◆ Prompt 1 ◆
Reproduce, without alteration, the records from the line containing "find the lab coat button" through the line containing "(1052, 814)".

◆ Document text ◆
★ ★ ★

Grime’s principle pairing of “beats and bars” infused many of the country’s fin de siècle underground music subcultures. A product of the Black Atlantic – US coastal hip-hop, Chicago house, Caribbean dancehall, West African syncopation – this arrangement underpinned every genre from ragga, rave and jungle to drum and bass, and dubstep. Hancox explains that a distinct “Britishness” derives from the nation’s multicultural diasporas “intermingling with working-class slang and culture, rubbing up against each other” – their scenes driven by second- and third-generation migrant youth invested in occupying cultural spaces, having been shut out of political ones. That grime became the pulsating sound of “millennial east London” – just as Hancox believes Detroit techno once captured “the metronomic industrial rhythms of the city’s car factories” – is miraculous if only because it refuses to pander to the uplifting forms of escapism associated with other forms of UK urban music.
Like punk raging against the pretentiousness of prog, grime emerges in the early 2000s as a rejection of the “grown-up UK garage scene”, popularised by sleek, stylish and saccharine superstars such as Craig David and Daniel Bedingfield. The ground-breaking record producer-MC Wiley, himself a garage graduate who thinks of grime as “young black man’s punk rock”, pioneered a sound he labels “eskibeat”, notorious for its “futuristic, icy cold synths, devastating basslines and awkward, off-kilter rhythms”, making it – in Hancox’s words – “too strange and irregular to dance to”.

★ ★ ★

◆ Records shown ◆
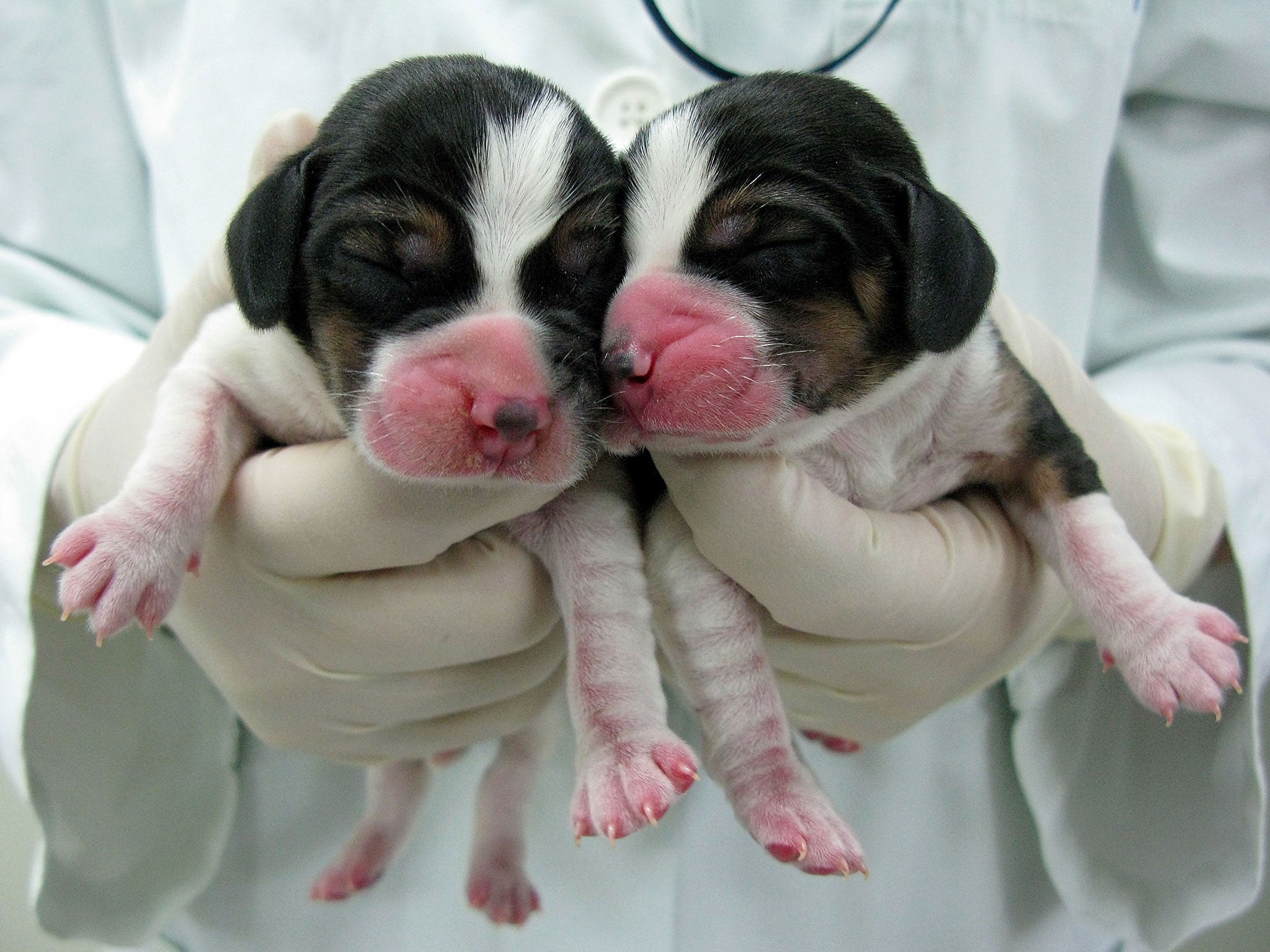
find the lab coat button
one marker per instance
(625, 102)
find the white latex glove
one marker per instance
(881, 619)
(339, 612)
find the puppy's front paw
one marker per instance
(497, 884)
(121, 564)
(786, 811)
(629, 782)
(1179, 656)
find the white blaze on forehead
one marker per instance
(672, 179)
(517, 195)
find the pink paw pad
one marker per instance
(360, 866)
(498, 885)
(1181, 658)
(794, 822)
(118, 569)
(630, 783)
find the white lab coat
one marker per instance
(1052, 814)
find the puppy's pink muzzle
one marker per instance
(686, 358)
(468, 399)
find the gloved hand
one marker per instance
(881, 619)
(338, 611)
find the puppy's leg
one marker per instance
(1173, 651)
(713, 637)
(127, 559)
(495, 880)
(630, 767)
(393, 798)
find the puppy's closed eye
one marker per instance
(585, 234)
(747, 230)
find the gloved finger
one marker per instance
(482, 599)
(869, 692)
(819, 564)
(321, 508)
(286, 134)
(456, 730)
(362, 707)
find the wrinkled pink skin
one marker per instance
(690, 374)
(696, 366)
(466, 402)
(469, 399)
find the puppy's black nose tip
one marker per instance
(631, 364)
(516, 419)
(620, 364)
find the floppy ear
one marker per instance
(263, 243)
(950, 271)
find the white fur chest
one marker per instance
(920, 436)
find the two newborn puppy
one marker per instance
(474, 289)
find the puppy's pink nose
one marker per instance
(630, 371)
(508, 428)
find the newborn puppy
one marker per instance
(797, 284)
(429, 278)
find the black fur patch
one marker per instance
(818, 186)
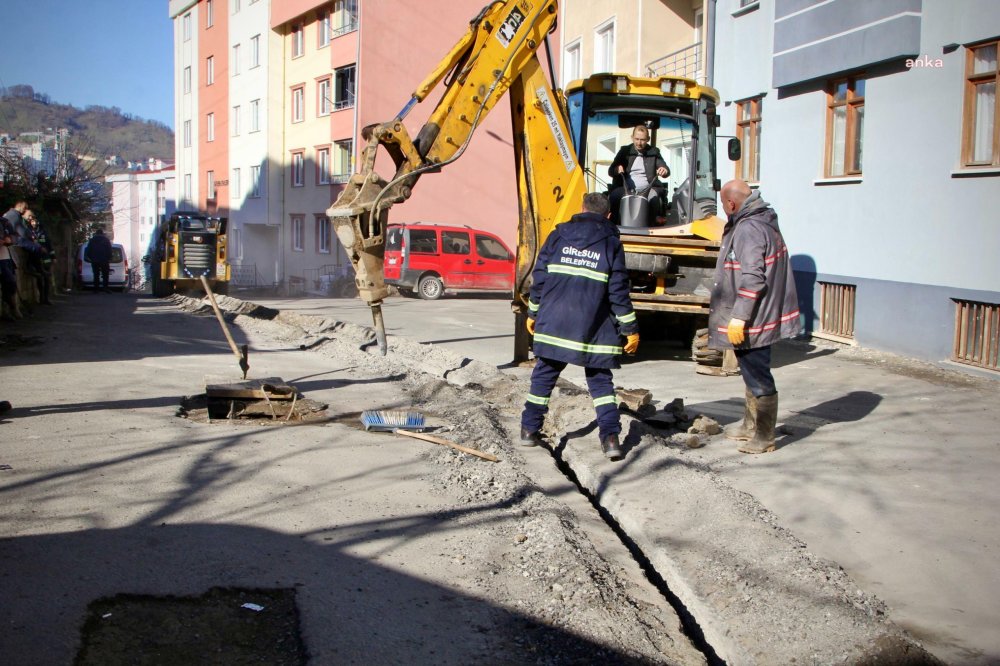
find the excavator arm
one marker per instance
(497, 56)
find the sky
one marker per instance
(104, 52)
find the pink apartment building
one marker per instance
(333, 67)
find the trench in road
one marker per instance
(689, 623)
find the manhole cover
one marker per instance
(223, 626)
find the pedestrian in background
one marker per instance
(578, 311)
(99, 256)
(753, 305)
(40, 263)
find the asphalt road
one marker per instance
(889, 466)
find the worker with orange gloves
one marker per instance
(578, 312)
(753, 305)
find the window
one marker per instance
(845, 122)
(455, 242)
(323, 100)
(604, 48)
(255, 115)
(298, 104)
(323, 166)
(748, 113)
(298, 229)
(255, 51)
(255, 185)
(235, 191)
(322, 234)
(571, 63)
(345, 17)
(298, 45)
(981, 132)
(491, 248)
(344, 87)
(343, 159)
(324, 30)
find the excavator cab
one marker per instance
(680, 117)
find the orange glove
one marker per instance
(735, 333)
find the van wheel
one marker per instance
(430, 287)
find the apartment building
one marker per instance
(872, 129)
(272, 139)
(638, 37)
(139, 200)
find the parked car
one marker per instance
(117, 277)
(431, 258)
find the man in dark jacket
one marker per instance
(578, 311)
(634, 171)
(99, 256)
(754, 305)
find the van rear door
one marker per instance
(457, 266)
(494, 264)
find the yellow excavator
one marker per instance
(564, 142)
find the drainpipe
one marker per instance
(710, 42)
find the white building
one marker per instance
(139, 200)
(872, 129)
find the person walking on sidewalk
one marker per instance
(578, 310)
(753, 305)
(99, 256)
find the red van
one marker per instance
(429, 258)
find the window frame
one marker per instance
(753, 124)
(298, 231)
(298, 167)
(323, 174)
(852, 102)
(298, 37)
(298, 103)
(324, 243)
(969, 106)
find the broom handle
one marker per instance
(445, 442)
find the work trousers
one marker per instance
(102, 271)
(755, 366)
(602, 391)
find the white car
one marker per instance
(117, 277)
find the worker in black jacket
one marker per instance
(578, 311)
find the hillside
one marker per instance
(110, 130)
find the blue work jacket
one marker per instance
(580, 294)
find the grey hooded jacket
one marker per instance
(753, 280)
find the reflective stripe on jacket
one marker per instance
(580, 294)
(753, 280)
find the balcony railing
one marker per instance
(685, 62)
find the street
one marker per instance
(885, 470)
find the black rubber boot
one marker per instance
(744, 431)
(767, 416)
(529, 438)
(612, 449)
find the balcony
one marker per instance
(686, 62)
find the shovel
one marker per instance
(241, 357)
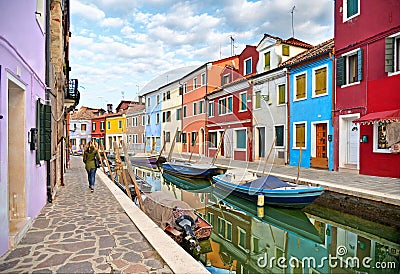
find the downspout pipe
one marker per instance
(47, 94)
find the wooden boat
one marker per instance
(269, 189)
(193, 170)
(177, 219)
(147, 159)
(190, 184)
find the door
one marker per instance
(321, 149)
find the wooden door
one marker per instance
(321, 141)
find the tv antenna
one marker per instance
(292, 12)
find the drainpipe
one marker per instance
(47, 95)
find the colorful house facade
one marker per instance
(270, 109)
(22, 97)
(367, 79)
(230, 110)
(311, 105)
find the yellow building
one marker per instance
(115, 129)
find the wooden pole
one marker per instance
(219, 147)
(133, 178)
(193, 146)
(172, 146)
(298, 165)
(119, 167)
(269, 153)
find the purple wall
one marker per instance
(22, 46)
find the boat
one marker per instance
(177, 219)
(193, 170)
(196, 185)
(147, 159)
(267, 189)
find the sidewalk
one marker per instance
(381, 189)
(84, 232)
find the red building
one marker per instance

★ ★ ★

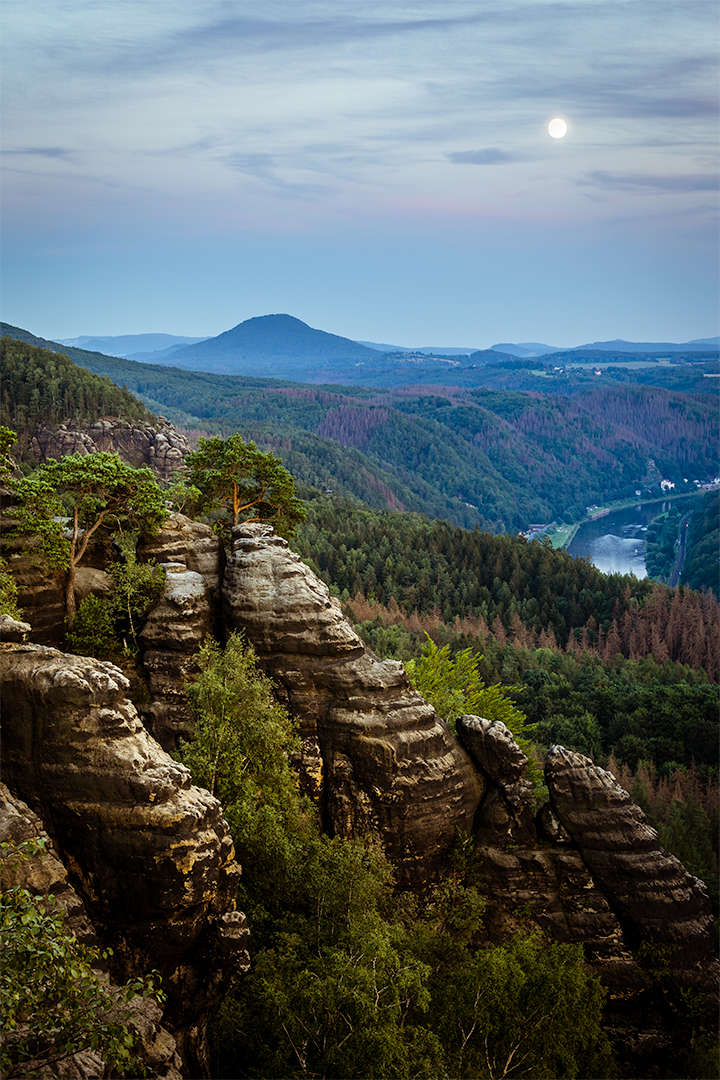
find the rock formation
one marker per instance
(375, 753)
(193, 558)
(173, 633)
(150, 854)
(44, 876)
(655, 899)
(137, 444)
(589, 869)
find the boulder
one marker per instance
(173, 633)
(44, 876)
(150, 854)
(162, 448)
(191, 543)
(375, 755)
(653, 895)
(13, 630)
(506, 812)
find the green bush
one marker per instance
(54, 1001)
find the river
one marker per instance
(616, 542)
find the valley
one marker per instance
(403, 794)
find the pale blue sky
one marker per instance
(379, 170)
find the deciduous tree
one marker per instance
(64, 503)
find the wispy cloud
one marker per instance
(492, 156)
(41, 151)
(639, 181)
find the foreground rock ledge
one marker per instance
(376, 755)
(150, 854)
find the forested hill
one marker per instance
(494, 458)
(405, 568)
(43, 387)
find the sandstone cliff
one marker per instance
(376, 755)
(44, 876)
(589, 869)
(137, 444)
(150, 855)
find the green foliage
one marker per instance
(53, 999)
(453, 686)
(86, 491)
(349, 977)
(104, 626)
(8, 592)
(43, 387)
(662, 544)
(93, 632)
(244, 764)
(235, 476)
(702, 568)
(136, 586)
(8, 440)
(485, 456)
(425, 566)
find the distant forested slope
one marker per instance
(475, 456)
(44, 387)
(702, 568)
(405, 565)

★ ★ ★

◆ Prompt 2 ◆
List every genre that, according to the passage on grime, the pairing of "beats and bars" underpinned.

◆ Response 1 ◆
find the lab coat button
one marker per instance
(625, 102)
find the white latex glove
one marker per instance
(881, 619)
(339, 612)
find the puppy's front paw
one marker per instance
(497, 884)
(121, 564)
(786, 811)
(629, 782)
(1179, 656)
find the white blaze on forehead
one marker per instance
(672, 179)
(517, 195)
find the pink paw pad
one marker per instance
(360, 866)
(498, 885)
(1181, 658)
(794, 822)
(118, 569)
(630, 783)
find the white lab coat
one marker per instance
(1052, 814)

◆ Response 2 ◆
Ragga
Rave
Jungle
Drum and bass
Dubstep